──────── Given data
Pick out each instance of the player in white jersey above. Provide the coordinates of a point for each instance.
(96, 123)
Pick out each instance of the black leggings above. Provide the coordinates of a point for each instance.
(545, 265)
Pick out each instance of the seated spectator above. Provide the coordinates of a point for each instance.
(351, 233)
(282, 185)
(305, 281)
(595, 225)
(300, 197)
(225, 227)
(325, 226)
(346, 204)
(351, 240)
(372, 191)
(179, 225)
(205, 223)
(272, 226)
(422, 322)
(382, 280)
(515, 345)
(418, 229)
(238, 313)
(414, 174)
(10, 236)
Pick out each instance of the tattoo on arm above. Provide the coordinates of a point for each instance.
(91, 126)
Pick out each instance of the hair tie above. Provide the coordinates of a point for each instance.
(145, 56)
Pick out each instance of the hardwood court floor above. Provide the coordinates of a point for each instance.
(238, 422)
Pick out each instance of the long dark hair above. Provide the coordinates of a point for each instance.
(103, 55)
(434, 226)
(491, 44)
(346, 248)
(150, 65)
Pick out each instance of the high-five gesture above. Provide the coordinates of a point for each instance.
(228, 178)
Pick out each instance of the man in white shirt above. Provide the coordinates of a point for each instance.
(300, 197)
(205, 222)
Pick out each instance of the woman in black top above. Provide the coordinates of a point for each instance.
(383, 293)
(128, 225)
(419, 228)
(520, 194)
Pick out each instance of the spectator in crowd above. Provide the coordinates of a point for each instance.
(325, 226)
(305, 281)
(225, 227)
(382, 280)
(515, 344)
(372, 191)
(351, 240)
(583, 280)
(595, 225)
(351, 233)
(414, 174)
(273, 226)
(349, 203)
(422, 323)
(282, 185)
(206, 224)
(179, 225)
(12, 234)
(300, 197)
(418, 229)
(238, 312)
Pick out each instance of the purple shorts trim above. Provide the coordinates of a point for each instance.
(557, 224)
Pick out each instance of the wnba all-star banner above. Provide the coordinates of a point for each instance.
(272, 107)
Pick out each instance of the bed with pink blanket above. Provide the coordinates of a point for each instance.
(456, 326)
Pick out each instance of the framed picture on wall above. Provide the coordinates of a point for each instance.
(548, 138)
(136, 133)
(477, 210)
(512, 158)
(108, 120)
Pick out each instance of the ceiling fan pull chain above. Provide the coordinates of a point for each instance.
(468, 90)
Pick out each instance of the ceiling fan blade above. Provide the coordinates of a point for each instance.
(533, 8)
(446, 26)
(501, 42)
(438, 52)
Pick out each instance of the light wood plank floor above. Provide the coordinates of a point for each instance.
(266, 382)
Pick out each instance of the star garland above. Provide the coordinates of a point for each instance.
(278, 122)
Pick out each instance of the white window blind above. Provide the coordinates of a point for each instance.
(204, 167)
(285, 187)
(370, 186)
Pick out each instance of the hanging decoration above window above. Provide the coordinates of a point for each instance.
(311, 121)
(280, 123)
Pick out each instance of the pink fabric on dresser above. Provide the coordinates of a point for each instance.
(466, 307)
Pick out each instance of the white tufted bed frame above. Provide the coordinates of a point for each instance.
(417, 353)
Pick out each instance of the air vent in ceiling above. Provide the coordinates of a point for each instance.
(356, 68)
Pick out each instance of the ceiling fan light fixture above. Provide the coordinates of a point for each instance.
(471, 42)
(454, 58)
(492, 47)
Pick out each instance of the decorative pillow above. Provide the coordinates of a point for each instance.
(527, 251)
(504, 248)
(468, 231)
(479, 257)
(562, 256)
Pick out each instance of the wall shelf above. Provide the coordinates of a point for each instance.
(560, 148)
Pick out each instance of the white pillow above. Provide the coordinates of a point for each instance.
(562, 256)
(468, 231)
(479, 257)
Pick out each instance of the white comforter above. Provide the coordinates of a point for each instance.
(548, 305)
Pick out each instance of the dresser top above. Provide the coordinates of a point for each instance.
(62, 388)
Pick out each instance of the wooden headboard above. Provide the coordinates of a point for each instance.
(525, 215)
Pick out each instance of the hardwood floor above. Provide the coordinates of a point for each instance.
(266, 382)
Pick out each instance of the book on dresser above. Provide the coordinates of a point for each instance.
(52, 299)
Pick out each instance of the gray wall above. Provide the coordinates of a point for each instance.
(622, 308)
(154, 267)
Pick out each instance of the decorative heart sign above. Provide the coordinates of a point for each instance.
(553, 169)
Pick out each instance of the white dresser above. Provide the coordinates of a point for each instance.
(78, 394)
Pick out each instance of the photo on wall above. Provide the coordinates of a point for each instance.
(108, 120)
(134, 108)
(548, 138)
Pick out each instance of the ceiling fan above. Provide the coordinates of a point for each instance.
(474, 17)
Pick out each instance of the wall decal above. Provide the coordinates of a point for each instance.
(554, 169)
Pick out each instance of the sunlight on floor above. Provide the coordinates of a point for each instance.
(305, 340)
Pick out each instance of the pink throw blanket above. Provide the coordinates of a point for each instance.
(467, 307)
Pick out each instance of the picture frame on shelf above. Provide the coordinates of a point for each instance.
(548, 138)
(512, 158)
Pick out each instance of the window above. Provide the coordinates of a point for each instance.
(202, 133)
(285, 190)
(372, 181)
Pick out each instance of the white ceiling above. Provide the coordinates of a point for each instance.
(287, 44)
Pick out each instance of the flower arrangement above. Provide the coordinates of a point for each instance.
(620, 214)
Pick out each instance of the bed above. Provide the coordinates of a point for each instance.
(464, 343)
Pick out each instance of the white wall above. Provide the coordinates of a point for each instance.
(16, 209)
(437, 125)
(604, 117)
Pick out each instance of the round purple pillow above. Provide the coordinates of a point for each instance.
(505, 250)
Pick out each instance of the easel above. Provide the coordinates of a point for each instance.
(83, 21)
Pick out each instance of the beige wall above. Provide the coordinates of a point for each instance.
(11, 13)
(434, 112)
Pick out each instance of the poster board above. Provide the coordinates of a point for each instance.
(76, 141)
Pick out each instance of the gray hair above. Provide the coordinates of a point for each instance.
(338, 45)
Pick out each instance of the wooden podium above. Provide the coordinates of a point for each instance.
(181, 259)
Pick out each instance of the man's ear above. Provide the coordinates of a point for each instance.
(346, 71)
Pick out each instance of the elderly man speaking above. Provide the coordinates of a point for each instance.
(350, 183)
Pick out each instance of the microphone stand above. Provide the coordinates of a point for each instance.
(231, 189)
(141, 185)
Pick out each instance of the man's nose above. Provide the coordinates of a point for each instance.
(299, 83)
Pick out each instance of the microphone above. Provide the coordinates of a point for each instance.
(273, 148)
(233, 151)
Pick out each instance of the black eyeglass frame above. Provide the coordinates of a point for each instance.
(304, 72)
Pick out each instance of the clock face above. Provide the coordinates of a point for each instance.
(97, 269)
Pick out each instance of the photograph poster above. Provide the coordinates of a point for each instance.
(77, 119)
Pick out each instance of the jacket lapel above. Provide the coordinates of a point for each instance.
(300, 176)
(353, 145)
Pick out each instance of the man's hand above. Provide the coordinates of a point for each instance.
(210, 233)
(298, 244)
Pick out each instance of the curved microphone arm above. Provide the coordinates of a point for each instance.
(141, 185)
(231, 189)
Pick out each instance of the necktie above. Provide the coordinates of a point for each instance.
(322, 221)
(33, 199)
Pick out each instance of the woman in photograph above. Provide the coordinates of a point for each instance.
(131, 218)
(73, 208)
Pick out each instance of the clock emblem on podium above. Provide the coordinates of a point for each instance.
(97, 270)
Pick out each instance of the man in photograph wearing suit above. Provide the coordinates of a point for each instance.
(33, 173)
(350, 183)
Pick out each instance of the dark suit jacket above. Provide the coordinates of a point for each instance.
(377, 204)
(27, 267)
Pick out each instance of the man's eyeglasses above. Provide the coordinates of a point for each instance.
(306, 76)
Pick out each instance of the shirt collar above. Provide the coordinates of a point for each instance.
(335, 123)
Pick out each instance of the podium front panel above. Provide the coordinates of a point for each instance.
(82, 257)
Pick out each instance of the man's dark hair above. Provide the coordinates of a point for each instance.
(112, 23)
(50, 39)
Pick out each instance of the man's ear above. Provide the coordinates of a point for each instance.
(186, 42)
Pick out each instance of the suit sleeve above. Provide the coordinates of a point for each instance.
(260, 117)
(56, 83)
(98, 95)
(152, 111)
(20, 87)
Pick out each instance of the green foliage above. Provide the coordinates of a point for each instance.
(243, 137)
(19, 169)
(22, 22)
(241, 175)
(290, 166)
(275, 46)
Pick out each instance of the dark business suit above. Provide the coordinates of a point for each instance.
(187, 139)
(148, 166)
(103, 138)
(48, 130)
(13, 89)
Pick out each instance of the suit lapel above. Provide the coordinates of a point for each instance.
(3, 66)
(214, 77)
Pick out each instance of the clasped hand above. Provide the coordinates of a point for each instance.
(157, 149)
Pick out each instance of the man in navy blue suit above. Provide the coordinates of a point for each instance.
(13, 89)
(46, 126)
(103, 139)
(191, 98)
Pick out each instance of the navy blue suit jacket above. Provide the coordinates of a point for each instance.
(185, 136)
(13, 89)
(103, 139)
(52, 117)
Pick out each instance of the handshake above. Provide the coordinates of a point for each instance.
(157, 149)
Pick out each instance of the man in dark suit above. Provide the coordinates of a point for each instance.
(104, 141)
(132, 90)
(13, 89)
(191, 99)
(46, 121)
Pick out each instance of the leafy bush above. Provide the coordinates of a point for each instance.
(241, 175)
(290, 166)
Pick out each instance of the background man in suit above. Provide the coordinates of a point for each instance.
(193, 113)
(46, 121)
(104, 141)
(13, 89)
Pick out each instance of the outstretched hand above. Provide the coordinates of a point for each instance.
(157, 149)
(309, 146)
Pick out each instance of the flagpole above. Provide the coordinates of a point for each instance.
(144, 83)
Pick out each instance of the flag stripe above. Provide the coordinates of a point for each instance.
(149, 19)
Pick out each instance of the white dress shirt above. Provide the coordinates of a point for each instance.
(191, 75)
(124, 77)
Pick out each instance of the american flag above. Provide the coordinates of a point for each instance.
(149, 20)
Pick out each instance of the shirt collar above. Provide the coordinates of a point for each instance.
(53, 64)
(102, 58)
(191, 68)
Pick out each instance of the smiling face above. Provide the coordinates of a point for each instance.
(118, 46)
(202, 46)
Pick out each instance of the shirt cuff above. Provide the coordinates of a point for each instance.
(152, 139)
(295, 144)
────────────────
Rewrite the records from the line containing "Pick out each instance of the smiling" through the end of the records, substituting "sleeve cuff" for "shirt cuff" and leaving everything else unchanged. Output only those lines.

Pick out each instance of the smiling face above. Provide the coordinates of a point for each instance.
(118, 46)
(202, 46)
Pick out each instance of the sleeve cuff above. Provide the coordinates of a point for each instance.
(152, 139)
(295, 144)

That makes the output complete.